PROBLEM: Revise the data so that every occurrence of "outline" reads "boundary", leaving all other text unchanged.
○ ○ ○ ○ ○
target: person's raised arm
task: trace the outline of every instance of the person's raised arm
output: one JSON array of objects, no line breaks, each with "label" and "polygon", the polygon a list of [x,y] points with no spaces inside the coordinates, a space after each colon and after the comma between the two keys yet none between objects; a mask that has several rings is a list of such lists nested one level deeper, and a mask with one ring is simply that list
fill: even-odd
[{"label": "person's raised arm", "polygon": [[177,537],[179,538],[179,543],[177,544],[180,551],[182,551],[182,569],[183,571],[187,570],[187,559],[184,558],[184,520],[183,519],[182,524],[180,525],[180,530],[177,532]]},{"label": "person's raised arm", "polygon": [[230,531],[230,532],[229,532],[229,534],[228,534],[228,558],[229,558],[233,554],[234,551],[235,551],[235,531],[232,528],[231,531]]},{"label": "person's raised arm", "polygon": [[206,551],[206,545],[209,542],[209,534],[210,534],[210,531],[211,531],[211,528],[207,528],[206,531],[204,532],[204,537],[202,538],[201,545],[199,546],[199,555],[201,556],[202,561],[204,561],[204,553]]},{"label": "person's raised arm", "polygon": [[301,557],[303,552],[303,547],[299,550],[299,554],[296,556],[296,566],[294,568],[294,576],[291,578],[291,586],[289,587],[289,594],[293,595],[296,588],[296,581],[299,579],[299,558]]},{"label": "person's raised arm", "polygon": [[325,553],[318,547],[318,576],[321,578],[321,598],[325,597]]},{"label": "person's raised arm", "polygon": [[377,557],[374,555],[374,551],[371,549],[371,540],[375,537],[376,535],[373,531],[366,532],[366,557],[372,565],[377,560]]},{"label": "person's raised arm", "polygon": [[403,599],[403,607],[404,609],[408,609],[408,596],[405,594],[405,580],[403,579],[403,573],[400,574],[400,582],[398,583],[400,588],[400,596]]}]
○ ○ ○ ○ ○
ANSWER:
target: person's raised arm
task: trace the boundary of every instance of the person's raised arm
output: one JSON array of objects, no line breaks, each with "label" and "polygon", the polygon a list of [x,y] points with no spaces inside the coordinates, a space after each colon and after the comma between the two keys yet none between objects; a mask that has several rings is a list of such lists nested one level deeper, and a mask with one ring is simply that list
fill: even-odd
[{"label": "person's raised arm", "polygon": [[177,537],[179,538],[179,543],[177,544],[180,551],[182,551],[182,569],[183,571],[187,570],[187,559],[184,558],[184,520],[183,519],[182,524],[180,525],[180,530],[177,532]]},{"label": "person's raised arm", "polygon": [[230,531],[230,532],[229,532],[229,534],[228,534],[228,558],[229,558],[233,554],[234,551],[235,551],[235,531],[232,528],[231,531]]},{"label": "person's raised arm", "polygon": [[206,551],[206,545],[209,542],[209,534],[210,534],[210,531],[211,531],[211,528],[207,528],[206,531],[204,532],[204,537],[202,538],[201,545],[199,546],[199,555],[201,556],[202,561],[204,561],[204,553]]},{"label": "person's raised arm", "polygon": [[301,557],[303,552],[303,547],[299,550],[299,554],[296,556],[296,566],[294,568],[294,576],[291,578],[291,586],[289,587],[289,594],[293,595],[296,588],[296,581],[299,579],[299,558]]},{"label": "person's raised arm", "polygon": [[325,553],[318,547],[318,576],[321,578],[321,598],[325,597]]},{"label": "person's raised arm", "polygon": [[377,557],[374,555],[374,551],[371,549],[371,540],[375,537],[376,535],[373,531],[366,532],[366,557],[372,565],[377,560]]},{"label": "person's raised arm", "polygon": [[403,599],[403,607],[404,609],[408,609],[408,596],[405,594],[405,580],[403,579],[403,573],[400,574],[400,582],[398,583],[400,588],[400,596]]}]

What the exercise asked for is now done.